▶ _DIRECTIONS_
[a] In the round-up review on helping new agency recruits survive, which strategies did most participants in all regions recommend most often?
[b] Write the next part of the round-up review on helping new agency recruits survive, picking up after its last sentence.

▶ _TEXT TO READ_
--------------------

Round-Up Review - How Does Your Region Compare When Helping Agents Survive

In our recent Round-Ups (Part 1 and Part 2) we asked Agency experts the ways they help new Agency recruits survive.

I have been asked how the feedback compared regionally, given that we received feedback from 20 Agency experts in 6 different regions. In addition, Value-Ad has front row insight into how the same issues are tackled as we provide lead management services to increase sales for clients in these and other regions too. 

Figure 1: Regions that participating in round-up

 

The regional differences we see, and not just in this Round-Up,  are very interesting.

So that you know where my insights are coming from here’s a bit about me. My background is that I grew up in South Africa, in a very insurance/financial services focused family. Since then we have grown our customer base, helping hunting salespeople (especially insurance agents) sell more, on 3 continents in 7 countries. I am currently based in Singapore.

Firstly, why is recruit survival so important?

High level benefits include:

  • the Company has less recruiting costs, and higher revenue;
  • Managers spend less time recruiting and have more stable teams; 
  • the Recruit benefits because if given a chance they are more likely to succeed; and importantly
  • Clients also benefit from improved recruit survival as it is more likely they will have a more effective and experienced salesperson who is more likely to stay around to look after them. 


In the Round-Up results, by far the top strategies recommended by most of the participants in all regions, were Mentoring and then Training. However, there are large differences in how these are actually handled. 
But as an agent’s journey begins at the recruitment stage, let’s start there.

Recruiting: the number of people recruited and selection methods used

The best outcomes we have seen are when strict selection criteria are applied when recruiting. If a salesperson does not have any of the ingredients to succeed in this tough profession to start with, then their chances of success are greatly reduced.

However strict selection criteria mean that fewer people are recruited, and more work involved in the recruitment process.

Training: the type and duration of training provided

The best outcomes are seen when more than just upfront product training is received.

Selling insurance is tough. Most often it is sold not bought. This means the skills required include: concept presentation, telephone skills, closing skills, ability to read sales signals, handling rejection and client personality understanding.

Training also needs to be provided on an ongoing basis, and trainers need to be accessible to the new recruits after they have started.

--------------------

▶ _GIVEN MATERIAL_
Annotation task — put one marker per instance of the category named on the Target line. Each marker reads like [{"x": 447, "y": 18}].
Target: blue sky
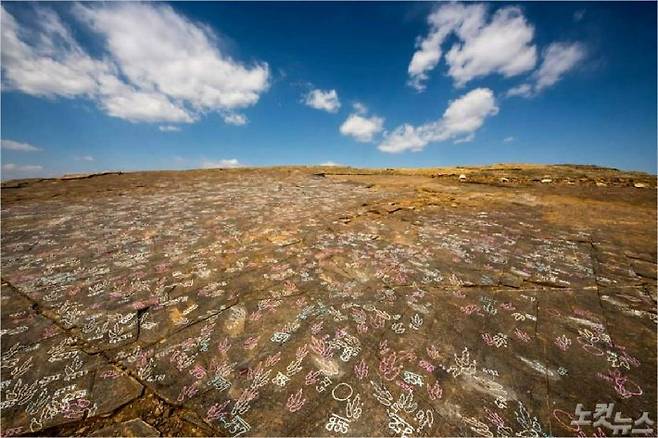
[{"x": 90, "y": 87}]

--------------------

▶ _ANSWER SET_
[a] Mentoring, followed by Training.

[b]
This cost outweighs the benefit because if more staff survive, then less needs to be spent on recruiting. 

Mentoring: hand holding 

It is not enough for the manager to just be responsible for recruiting a person. They need to be responsible for their survival too. Once again we believe that this should not be just a numbers game. To be given a fair chance the manager needs to actively help each recruit survive. 

Where ticks all of these boxes? 

A lot of the companies we have seen in South Africa tick all these boxes. Best possible recruit survival outcomes start by being very selective when recruiting. While this means that fewer people are employed, together with the training and mentoring offered, more recruits survive proportionally.

Why regions may differ from each other?

Who is recruited is often affected by regional perceptions of insurance jobs. If the job is not regarded highly enough, you don’t have a lot of people, or the right type of people, putting their hands up to be recruited to start with, and companies may feel that it is a numbers game  without intensive selection processes. 

Also widespread perception is often that ongoing training is not worth the cost. This can be seen in the low occurrence of ongoing or soft training. 

In addition, managers may not be measured on their proportion of successful agents, with focus on the number recruited instead.

Suggestions to Improve Agent Survival

Start by trying out new strategies on just one team, and expand as you see the improvements coming through.

Introduce:

  • More selective recruitment - decide what is important e.g. sales ability, and recruit accordingly;
  • Broader and ongoing training with access to trainers and/or training material
    (this does not need to be expensive - there are a lot of existing resources and you can call on your superstar salespeople for this too);
  • Adjust Agency Managers’ KPAs - emphasize their responsibility for new recruits' success or failures.

As Einstein said: you are not going to get a different outcome if you keep on doing the same things.

To find out more and if we can help you please schedule a call with us!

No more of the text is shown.